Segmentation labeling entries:
- - -
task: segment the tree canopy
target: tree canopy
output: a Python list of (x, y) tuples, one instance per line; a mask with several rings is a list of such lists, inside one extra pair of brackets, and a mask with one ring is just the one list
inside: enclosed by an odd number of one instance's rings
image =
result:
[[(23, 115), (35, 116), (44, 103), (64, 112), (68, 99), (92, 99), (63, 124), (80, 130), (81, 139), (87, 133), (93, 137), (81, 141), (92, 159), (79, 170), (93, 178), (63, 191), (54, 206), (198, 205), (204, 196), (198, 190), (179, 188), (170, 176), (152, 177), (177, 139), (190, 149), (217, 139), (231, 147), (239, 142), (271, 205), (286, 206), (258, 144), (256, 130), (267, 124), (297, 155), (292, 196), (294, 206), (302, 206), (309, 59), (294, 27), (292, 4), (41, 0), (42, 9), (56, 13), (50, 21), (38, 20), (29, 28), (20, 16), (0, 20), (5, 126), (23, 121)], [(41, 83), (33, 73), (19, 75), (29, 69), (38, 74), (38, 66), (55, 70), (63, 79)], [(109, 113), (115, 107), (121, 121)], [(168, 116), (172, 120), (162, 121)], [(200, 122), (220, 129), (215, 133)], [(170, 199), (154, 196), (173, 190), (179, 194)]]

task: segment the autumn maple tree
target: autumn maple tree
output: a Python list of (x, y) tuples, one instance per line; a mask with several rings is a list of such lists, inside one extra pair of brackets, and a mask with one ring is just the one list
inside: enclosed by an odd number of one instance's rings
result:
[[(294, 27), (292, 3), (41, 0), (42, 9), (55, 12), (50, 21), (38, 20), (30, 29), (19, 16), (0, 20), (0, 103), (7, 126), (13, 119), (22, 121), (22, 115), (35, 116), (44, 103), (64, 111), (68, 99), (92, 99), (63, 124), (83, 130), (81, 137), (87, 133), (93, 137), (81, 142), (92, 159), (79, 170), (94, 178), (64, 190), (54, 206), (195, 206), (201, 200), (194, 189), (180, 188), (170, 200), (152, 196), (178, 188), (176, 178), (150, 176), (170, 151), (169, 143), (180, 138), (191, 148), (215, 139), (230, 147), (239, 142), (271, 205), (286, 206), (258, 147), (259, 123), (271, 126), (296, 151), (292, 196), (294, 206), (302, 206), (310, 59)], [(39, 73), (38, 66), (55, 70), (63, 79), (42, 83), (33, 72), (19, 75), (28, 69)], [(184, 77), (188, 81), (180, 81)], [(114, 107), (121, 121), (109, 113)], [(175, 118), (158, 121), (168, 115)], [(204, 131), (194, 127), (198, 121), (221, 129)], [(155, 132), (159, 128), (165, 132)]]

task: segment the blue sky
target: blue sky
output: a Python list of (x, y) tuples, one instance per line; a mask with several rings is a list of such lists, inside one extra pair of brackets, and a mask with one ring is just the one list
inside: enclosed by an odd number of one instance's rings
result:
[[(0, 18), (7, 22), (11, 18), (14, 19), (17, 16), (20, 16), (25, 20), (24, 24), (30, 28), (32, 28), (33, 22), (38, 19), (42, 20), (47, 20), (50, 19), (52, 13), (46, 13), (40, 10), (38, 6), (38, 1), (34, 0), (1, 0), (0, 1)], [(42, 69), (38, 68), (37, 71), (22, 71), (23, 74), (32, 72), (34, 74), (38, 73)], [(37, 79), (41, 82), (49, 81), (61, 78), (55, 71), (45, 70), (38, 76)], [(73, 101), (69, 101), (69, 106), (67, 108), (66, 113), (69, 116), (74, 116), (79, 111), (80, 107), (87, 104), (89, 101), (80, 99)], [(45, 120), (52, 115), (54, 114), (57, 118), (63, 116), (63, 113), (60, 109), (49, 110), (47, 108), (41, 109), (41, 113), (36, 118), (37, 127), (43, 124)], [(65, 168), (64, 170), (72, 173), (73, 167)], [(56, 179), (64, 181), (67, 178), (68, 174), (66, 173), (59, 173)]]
- - -
THE REQUEST:
Quote all the records exactly, please, leaving none out.

EXERCISE RESULT:
task: segment the tree canopy
target: tree canopy
output: a Python list of (x, y) tuples, one instance per line; a mask with several rings is a list of such lists, inside one extra pair of brackets, and a mask with one ring is just the one list
inside: enclosed by an odd number of one instance's rings
image =
result:
[[(23, 115), (35, 116), (44, 103), (64, 112), (68, 99), (92, 99), (63, 124), (80, 130), (81, 139), (87, 133), (93, 137), (81, 141), (92, 159), (79, 170), (93, 178), (63, 191), (54, 206), (198, 205), (204, 196), (198, 190), (179, 188), (170, 176), (152, 177), (177, 139), (190, 149), (217, 139), (231, 147), (239, 142), (271, 205), (286, 206), (258, 144), (256, 130), (267, 124), (297, 155), (292, 196), (294, 206), (302, 206), (309, 59), (294, 27), (292, 4), (41, 0), (42, 9), (56, 13), (50, 21), (38, 20), (29, 28), (20, 16), (0, 20), (5, 126), (23, 121)], [(41, 83), (33, 73), (19, 75), (29, 69), (38, 74), (38, 66), (55, 70), (63, 79)], [(109, 113), (115, 107), (121, 121)], [(168, 116), (172, 120), (162, 121)], [(200, 122), (220, 129), (215, 133)], [(170, 199), (154, 196), (173, 190), (179, 194)]]

task: segment the autumn maple tree
target: autumn maple tree
output: a Python list of (x, y) tuples, one instance per line; a mask with several rings is a list of such lists, inside one extra pair of brackets, and a mask with one ring is just the one list
inside: enclosed by an odd number of one instance's rings
result:
[[(294, 27), (292, 3), (41, 0), (42, 9), (55, 12), (50, 21), (38, 20), (30, 29), (19, 16), (0, 20), (0, 103), (7, 126), (13, 119), (22, 121), (22, 115), (35, 116), (44, 103), (64, 111), (68, 99), (92, 99), (63, 124), (83, 130), (81, 137), (87, 133), (93, 137), (81, 142), (92, 159), (79, 170), (94, 178), (64, 190), (54, 206), (195, 206), (201, 200), (194, 189), (180, 188), (170, 200), (152, 196), (178, 188), (176, 178), (150, 176), (170, 151), (169, 143), (180, 138), (191, 148), (215, 139), (230, 147), (239, 142), (271, 205), (286, 206), (258, 147), (259, 123), (271, 126), (296, 151), (292, 196), (294, 206), (302, 206), (310, 59)], [(39, 73), (38, 66), (55, 70), (63, 79), (42, 83), (33, 72), (19, 75), (28, 69)], [(184, 77), (188, 81), (180, 81)], [(114, 107), (121, 121), (109, 113)], [(175, 118), (158, 121), (168, 115)], [(204, 131), (194, 127), (198, 121), (221, 129)], [(155, 132), (159, 128), (165, 132)]]

task: segment the blue sky
target: blue sky
output: a Python list of (x, y) tuples, one instance per line; a mask with several rings is a list of such lists, inside one extra pair of brackets, and a mask with one ring is just the one list
inside: enclosed by an odd number of one instance's rings
result:
[[(0, 18), (7, 22), (11, 18), (14, 19), (17, 16), (20, 16), (25, 20), (24, 24), (30, 28), (32, 28), (33, 22), (38, 19), (42, 20), (47, 20), (50, 19), (52, 13), (46, 13), (40, 10), (38, 6), (38, 1), (34, 0), (1, 0), (0, 1)], [(42, 69), (38, 68), (37, 71), (22, 71), (23, 74), (32, 72), (34, 74), (38, 73)], [(37, 79), (41, 82), (49, 81), (61, 78), (55, 71), (45, 70), (38, 76)], [(73, 101), (69, 101), (69, 106), (67, 108), (66, 113), (69, 116), (74, 116), (79, 111), (80, 107), (87, 104), (89, 101), (80, 99)], [(45, 120), (52, 115), (54, 114), (57, 118), (63, 116), (63, 113), (60, 109), (49, 110), (47, 108), (41, 109), (41, 113), (36, 118), (37, 127), (43, 124)], [(65, 168), (64, 170), (72, 173), (73, 167)], [(56, 179), (64, 181), (67, 178), (68, 174), (66, 173), (59, 173)]]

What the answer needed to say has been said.